• **WORK REQUIRED**
Set down every record below exactly as written.

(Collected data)
__________

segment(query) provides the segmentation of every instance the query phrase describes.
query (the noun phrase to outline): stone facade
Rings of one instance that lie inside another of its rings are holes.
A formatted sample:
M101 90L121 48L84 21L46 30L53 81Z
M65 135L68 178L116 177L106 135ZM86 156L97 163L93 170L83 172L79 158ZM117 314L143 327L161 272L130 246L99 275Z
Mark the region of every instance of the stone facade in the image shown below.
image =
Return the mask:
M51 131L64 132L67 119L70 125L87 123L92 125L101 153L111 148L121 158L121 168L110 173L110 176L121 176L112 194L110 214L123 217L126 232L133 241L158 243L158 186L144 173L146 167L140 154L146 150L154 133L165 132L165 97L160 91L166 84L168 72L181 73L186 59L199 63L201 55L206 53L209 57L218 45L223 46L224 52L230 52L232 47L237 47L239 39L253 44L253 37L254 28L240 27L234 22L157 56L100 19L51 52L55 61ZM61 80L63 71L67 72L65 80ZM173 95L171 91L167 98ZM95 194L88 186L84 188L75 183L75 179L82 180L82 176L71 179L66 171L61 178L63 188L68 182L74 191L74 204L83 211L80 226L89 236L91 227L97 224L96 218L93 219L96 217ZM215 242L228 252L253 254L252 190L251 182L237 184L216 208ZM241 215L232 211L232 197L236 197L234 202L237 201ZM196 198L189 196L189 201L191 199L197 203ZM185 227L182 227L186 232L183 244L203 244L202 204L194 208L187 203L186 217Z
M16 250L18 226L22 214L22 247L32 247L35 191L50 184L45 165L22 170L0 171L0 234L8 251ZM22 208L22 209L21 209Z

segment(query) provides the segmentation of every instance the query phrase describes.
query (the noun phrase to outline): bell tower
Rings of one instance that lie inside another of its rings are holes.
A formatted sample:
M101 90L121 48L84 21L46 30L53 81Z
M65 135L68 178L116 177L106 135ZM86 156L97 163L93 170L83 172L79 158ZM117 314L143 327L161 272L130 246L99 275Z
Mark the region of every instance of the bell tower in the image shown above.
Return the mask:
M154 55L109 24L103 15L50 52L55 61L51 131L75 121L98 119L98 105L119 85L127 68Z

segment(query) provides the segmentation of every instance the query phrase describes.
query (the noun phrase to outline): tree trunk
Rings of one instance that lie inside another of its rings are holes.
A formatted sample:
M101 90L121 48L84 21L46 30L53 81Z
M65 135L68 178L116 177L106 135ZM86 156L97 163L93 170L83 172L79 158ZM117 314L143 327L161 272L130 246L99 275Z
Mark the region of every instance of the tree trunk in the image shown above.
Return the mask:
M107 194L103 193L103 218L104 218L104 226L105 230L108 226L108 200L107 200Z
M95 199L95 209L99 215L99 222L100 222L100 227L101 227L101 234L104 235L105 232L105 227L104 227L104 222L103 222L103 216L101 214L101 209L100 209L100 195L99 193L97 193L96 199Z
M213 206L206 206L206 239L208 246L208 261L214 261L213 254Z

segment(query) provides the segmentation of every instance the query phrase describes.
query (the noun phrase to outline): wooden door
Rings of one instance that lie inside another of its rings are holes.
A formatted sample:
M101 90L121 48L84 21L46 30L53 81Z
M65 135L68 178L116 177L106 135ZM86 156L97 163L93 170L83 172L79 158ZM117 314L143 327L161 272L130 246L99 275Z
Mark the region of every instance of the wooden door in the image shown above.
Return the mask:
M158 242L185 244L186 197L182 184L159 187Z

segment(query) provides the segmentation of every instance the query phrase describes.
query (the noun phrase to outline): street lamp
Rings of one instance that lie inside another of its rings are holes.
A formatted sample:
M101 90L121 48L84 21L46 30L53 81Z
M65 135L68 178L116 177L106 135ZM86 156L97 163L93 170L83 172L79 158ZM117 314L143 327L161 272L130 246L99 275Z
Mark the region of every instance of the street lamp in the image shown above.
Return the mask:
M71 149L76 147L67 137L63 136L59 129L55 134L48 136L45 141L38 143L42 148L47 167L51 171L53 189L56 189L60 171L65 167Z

__________

• **EXERCISE SOLUTION**
segment(query) provides the segmentation of every instance the query phrase describes.
query (the noun phrase to outline): stone facade
Rings of one instance that lie inside another of its rings are holes.
A formatted sample:
M101 90L121 48L84 21L46 30L53 81Z
M65 135L68 178L116 177L106 135ZM86 156L97 163L93 170L83 172L79 158ZM117 314L143 327L161 272L130 246L99 275Z
Mark the region of every instance of the stone facade in the image shown below.
image =
Return the mask:
M51 131L64 132L67 119L70 125L87 123L92 125L101 153L111 148L121 158L121 168L110 173L110 176L121 176L112 194L110 214L123 217L126 232L133 241L158 243L158 186L144 173L146 167L140 154L146 150L154 133L165 132L165 97L160 91L166 84L168 72L181 73L186 59L199 63L201 55L206 53L209 57L218 45L223 46L224 52L230 52L232 47L237 47L239 39L253 44L253 37L254 28L240 27L234 22L157 56L100 19L51 52L55 61ZM61 80L63 71L67 72L65 80ZM173 95L171 91L167 98ZM95 194L88 186L84 188L75 183L75 179L82 180L82 176L71 179L66 171L61 178L63 188L68 182L74 191L74 204L83 211L80 226L89 236L91 227L97 224L96 218L93 219L96 217ZM215 242L228 252L253 254L252 190L251 182L237 184L216 208ZM241 215L232 211L232 197L236 197L234 202L237 201ZM196 198L189 196L189 201L191 199L197 203ZM185 227L182 227L186 232L183 244L203 244L202 204L194 208L187 203L186 217Z
M16 250L18 226L22 214L22 247L32 247L35 191L50 184L45 165L22 170L0 171L0 234L8 251ZM22 208L22 209L21 209Z

segment(query) provides the segmentation of every instance the query phrase describes.
query (the noun phrase to outline): bell tower
Rings of one instance that lie inside another of its rings are holes.
A formatted sample:
M101 90L121 48L84 21L46 30L53 81Z
M65 135L68 178L116 177L106 135ZM86 156L97 163L93 170L83 172L79 158ZM117 314L143 327L161 272L130 246L99 275Z
Mark the region of every instance of the bell tower in the image shown above.
Return the mask:
M154 55L109 24L103 15L50 52L55 61L51 131L75 121L98 119L98 105L119 85L127 68Z

segment(query) provides the segmentation of every instance the query phrase describes.
query (the noun phrase to outline): tree trunk
Rings of one instance that lie inside another of its rings are holes.
A formatted sample:
M101 90L121 48L84 21L46 30L53 81Z
M65 135L68 178L116 177L106 135ZM86 156L97 163L93 170L83 172L79 158ZM117 314L143 327L161 272L130 246L99 275Z
Mark the region of every instance of the tree trunk in the image shown above.
Return the mask:
M107 194L103 193L103 218L104 218L104 226L105 230L108 226L108 200L107 200Z
M95 199L95 209L99 215L99 222L100 222L100 227L101 227L101 234L104 235L105 232L105 227L104 227L104 222L103 222L103 216L101 214L101 209L100 209L100 195L99 193L97 193L96 199Z
M213 206L206 206L206 239L208 246L208 261L214 261L213 254Z

segment(query) provides the segmentation of every instance the query phrase describes.
query (the noun phrase to outline): wooden door
Rings of one instance that lie inside another of its rings are holes.
A formatted sample:
M101 90L121 48L84 21L46 30L53 81Z
M65 135L68 178L116 177L106 135ZM86 156L97 163L93 170L83 172L79 158ZM117 314L143 327L161 272L130 246L99 275Z
Mark the region of every instance of the wooden door in the image shown above.
Return the mask:
M158 242L185 244L186 197L182 184L159 187Z

segment(query) provides the segmentation of every instance the query phrase describes.
query (the noun phrase to outline): street lamp
Rings of one instance that lie inside another of its rings are holes.
A formatted sample:
M101 90L121 48L84 21L46 30L53 81Z
M65 135L68 178L116 177L106 135ZM86 156L97 163L93 170L83 172L79 158ZM117 314L143 327L161 272L130 246L99 275Z
Mark the region of every instance of the street lamp in the image shown above.
Return the mask:
M71 149L76 147L67 137L63 136L59 129L55 134L48 136L45 141L38 143L42 148L47 167L51 171L53 189L56 189L60 171L65 167Z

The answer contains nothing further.